Mahaanui is a 600 hectare hill country sheep and beef farm that has been in Simons family close to 60 years. Simon and Sally farm Mahaanui and host guests from NZ and around the world in their three unique farmstay homes. You may also meet one or more of their three adult children Charlie, Jack and Molly who visit regularly and help out on the farm too.
Simon and Sally are happy to make suggestions to help you plan your holiday activities and adventures on farm, within the local Tiniroto area or further afield to help you make the most of your time in our beautiful Tairawhiti region.
Sally, when she is not helping Simon or hosting visitors from all around the world, works as a nurse manager at the local Gisborne hospital.
Simon has farmed Mahaanui since his early twenties and is still excited by the diversity and challenges the farm throws at him. You will find him 7 days a week somewhere on the farm.
Molly and Jack (twins) and Charlie.
You may meet one of Simon and Sally’s three children visiting their family home when you visit. Now young adults, Molly is sheperding on a local farm and the boys are working in the agricultural science field.

> _Recorded information_:
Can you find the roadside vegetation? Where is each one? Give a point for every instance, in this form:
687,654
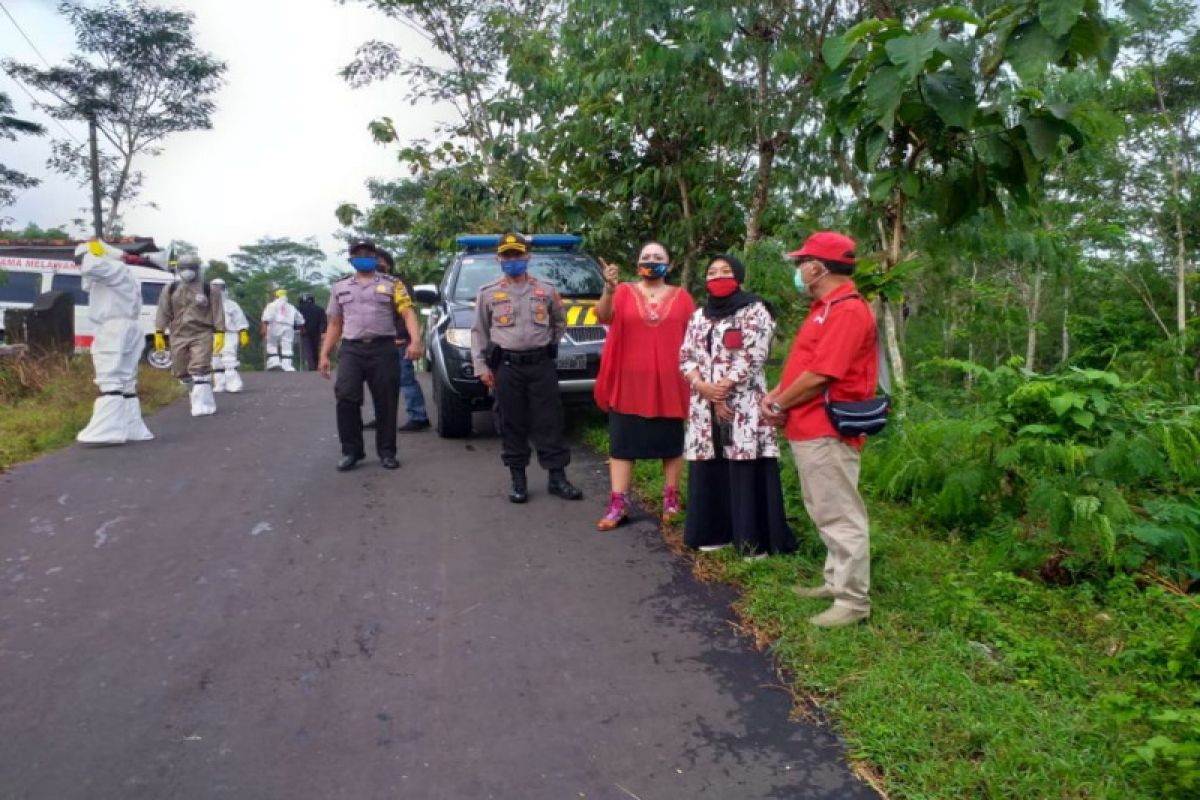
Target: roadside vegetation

--

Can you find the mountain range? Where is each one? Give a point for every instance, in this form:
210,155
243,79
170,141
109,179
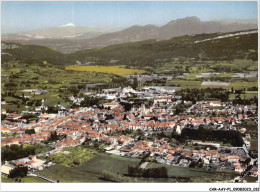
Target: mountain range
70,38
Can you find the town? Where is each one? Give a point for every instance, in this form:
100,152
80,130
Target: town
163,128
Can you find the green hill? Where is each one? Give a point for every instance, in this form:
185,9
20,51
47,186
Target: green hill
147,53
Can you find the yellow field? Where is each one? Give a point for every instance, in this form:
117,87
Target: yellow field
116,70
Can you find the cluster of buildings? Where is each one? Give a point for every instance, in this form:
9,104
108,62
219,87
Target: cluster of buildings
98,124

> _Required work_:
a) Answer these about the Mahaanui farm text, one per line:
(i) How large is Mahaanui?
(ii) Where does Sally work as a nurse manager?
(iii) Which two of the children are twins?
b) Carry on the Mahaanui farm text, picking up after its last sentence.

> _Results by task_:
a)
(i) 600 hectares
(ii) The local Gisborne hospital
(iii) Molly and Jack

b)
On the 27th September 1962 Peter and Robin Bennett (Simon's parents) bought the Gordons block of 1500 acres for ten pounds per acre. They called it Mahaanui which means “lots of joy and happiness”.
There were only 7 large paddocks and just one was cleared of scrub and fenced well enough to hold stock. They bought 800 ewes (mature sheep) 150 hoggets (young sheep) and 200 cattle with them to start their farming enterprise.
Peter and the scrub-cutting gangs spent the next few years clearing scrub, fencing new paddocks, applying fertiliser and grass seed until the land was able to be farmed more effectively.
They built their new home in 1967 and the cottage went to a local Maori family, Gilbert and Emma Waipari who worked alongside the Bennett's for 35 years. Peter and Robin had 4 children who all loved the farm environment and spent a lot of time on their horses galloping around the farm and jumping the fences instead of getting off to open all the gates.
Simon worked with his parents on Mahaanui after he left school and he and Sally bought into the farm in 1995. They have three children now in their mid twenties who all have farming related careers and visit Mahaanui often. Sally works as a nurse part time at the local hospital, helps on the farm and they both love sharing the Mahaanui experience with their visiting guests.